__Extracted text__:
-----

= Alison Gingell =

Alison Gingell was the chair of the Coventry Primary Care Trust from 2002 until 2013. She was also a Labour councillor in Coventry from 2012 until 2016.

==Career==
After graduation, Gingell worked for the British Pregnancy Advisory Service in Coventry and then in health education.

In 1979 she became a magistrate and was also a school governor.

She chaired the Coventry Primary Care Trust from 2002 until 2013, having previously been the vice-chair between 1995 and 2002. This administrative body within the National Health Service was responsible for commissioning all the primary, community and secondary health services within the Coventry and Warwickshire region. Her special interests were the rights and health of women and children. She was appointed to a Department of Health and Social Care strategy group in recognition of her achievements, including development of Coventry's new hospital.

In 2012 she was elected to Coventry City Council as a Labour Party councillor for Sherbourne ward, having previously stood unsuccessfully as a candidate in Cheylesmore ward. She held the portfolio for health and adult services from May 2013 until May 2015. As part of the latter she led the city's information campaign against female genital mutilation from 2014.

-----

__Exercise description__: Duplicate the part of the Alison Gingell biography between "Alison Gingell was" and "a school governor.", inclusive. None of the items below are needed for what follows.

-----

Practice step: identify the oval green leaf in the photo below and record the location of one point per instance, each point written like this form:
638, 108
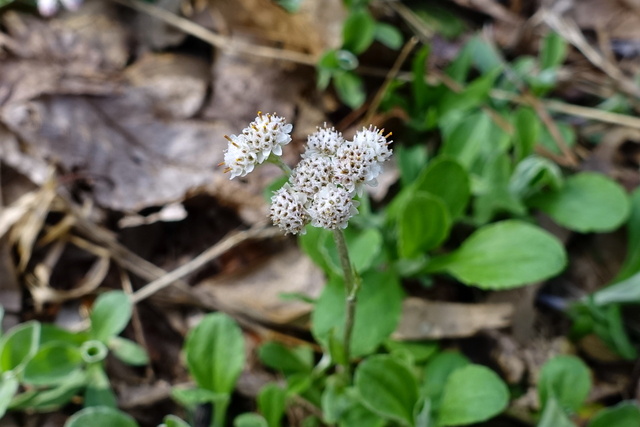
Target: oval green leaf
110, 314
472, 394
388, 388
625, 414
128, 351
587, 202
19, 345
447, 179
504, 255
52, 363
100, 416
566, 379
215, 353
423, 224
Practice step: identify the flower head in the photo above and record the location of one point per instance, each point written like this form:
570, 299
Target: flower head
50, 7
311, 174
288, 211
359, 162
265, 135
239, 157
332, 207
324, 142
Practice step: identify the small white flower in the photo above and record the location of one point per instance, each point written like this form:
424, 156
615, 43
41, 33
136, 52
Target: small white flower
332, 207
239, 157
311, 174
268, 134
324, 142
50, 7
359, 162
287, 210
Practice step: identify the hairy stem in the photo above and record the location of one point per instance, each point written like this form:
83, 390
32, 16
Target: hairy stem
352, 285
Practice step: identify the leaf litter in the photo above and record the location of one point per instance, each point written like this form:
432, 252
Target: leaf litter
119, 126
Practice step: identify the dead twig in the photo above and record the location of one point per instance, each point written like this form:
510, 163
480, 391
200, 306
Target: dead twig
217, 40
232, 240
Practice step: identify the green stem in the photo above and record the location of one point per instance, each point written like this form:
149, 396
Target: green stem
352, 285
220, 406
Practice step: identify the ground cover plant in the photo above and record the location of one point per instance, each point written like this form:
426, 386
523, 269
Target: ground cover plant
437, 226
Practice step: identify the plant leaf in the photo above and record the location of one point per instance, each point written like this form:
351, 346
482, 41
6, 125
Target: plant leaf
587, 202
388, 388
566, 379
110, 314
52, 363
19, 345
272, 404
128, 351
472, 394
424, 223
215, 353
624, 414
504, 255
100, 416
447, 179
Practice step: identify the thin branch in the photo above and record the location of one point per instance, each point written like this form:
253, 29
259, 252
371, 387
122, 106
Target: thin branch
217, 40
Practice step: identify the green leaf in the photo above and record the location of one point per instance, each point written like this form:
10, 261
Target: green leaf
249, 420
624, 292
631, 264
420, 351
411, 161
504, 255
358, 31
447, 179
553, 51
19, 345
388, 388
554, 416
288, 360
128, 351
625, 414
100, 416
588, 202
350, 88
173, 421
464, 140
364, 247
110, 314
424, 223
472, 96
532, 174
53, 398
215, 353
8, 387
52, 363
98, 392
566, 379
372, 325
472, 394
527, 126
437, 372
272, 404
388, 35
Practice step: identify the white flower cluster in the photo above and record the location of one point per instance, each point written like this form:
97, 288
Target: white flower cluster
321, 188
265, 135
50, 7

-----

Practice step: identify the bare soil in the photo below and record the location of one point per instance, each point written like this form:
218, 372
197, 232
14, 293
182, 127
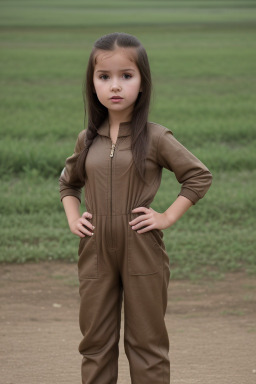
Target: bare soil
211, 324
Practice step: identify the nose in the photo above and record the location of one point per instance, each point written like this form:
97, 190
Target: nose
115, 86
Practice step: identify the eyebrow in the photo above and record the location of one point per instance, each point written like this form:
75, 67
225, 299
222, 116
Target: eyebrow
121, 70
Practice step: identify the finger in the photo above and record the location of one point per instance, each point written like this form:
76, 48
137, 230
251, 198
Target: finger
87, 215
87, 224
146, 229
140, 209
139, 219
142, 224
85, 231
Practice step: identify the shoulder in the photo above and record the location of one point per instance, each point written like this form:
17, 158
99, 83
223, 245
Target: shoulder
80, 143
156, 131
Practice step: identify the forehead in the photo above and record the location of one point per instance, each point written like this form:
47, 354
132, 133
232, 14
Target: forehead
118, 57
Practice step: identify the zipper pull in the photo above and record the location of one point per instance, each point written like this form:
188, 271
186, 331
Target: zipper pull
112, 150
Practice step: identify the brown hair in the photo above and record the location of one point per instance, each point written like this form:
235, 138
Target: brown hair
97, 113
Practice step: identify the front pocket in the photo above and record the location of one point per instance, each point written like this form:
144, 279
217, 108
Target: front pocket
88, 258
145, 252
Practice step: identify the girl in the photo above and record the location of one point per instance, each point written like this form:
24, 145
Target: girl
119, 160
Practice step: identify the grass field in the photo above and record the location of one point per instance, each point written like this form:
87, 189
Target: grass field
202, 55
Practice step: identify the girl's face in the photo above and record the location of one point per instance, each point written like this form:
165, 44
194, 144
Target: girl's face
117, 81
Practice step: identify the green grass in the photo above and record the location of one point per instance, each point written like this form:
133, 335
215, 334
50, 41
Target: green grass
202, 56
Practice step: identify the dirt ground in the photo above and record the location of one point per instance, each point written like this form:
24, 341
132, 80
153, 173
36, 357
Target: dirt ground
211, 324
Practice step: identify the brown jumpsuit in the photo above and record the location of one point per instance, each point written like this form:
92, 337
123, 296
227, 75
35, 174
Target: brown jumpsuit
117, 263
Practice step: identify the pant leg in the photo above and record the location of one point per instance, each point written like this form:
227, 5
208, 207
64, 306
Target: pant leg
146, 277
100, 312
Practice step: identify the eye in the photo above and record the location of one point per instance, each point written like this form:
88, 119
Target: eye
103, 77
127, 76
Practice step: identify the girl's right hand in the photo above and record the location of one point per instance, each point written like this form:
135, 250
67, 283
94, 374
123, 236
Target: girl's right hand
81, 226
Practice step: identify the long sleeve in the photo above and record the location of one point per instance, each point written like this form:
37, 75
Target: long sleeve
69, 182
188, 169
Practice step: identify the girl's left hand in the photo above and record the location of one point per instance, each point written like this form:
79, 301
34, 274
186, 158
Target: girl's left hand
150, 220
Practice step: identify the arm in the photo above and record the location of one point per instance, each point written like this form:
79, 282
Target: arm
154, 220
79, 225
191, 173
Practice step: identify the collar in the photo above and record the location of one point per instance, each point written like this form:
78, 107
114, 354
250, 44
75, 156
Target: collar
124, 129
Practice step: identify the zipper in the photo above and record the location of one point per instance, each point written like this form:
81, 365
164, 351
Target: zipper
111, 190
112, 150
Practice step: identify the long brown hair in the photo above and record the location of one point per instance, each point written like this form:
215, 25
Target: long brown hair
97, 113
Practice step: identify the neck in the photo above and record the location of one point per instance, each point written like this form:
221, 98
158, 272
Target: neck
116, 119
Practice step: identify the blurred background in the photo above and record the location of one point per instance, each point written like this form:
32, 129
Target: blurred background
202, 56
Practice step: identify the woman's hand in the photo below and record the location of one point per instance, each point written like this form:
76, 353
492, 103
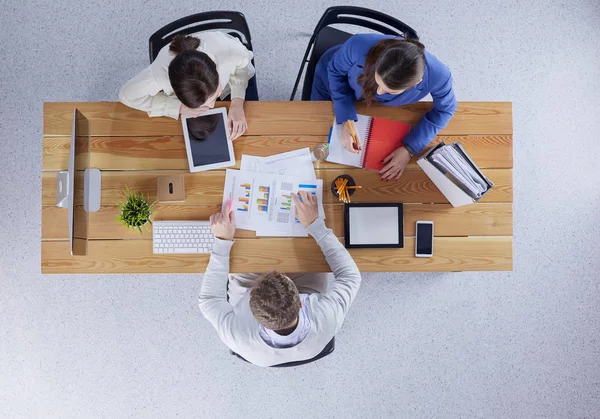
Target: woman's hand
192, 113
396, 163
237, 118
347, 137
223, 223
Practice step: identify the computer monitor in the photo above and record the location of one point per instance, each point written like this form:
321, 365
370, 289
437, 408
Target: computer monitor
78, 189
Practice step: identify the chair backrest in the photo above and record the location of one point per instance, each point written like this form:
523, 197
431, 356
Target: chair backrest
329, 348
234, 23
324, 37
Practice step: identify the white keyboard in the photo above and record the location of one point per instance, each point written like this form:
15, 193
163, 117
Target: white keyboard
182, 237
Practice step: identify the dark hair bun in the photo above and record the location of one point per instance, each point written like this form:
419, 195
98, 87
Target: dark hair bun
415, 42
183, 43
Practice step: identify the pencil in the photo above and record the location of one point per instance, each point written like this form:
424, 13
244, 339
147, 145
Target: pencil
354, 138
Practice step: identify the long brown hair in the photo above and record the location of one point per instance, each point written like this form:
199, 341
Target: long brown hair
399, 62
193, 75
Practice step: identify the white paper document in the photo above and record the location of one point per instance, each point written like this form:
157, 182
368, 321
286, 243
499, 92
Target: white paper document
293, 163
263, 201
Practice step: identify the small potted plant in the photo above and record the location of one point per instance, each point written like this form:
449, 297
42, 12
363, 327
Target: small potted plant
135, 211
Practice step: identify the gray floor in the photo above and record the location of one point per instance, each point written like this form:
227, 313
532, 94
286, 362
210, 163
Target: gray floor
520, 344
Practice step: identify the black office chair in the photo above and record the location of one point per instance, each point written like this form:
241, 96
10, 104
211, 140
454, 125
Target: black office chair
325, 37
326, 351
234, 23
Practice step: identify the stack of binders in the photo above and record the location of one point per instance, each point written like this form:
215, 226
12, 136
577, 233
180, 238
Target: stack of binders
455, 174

-----

__Worked solution__:
Alison Gingell was the chair of the Coventry Primary Care Trust from 2002 until 2013. She was also a Labour councillor in Coventry from 2012 until 2016.

==Career==
After graduation, Gingell worked for the British Pregnancy Advisory Service in Coventry and then in health education.

In 1979 she became a magistrate and was also a school governor.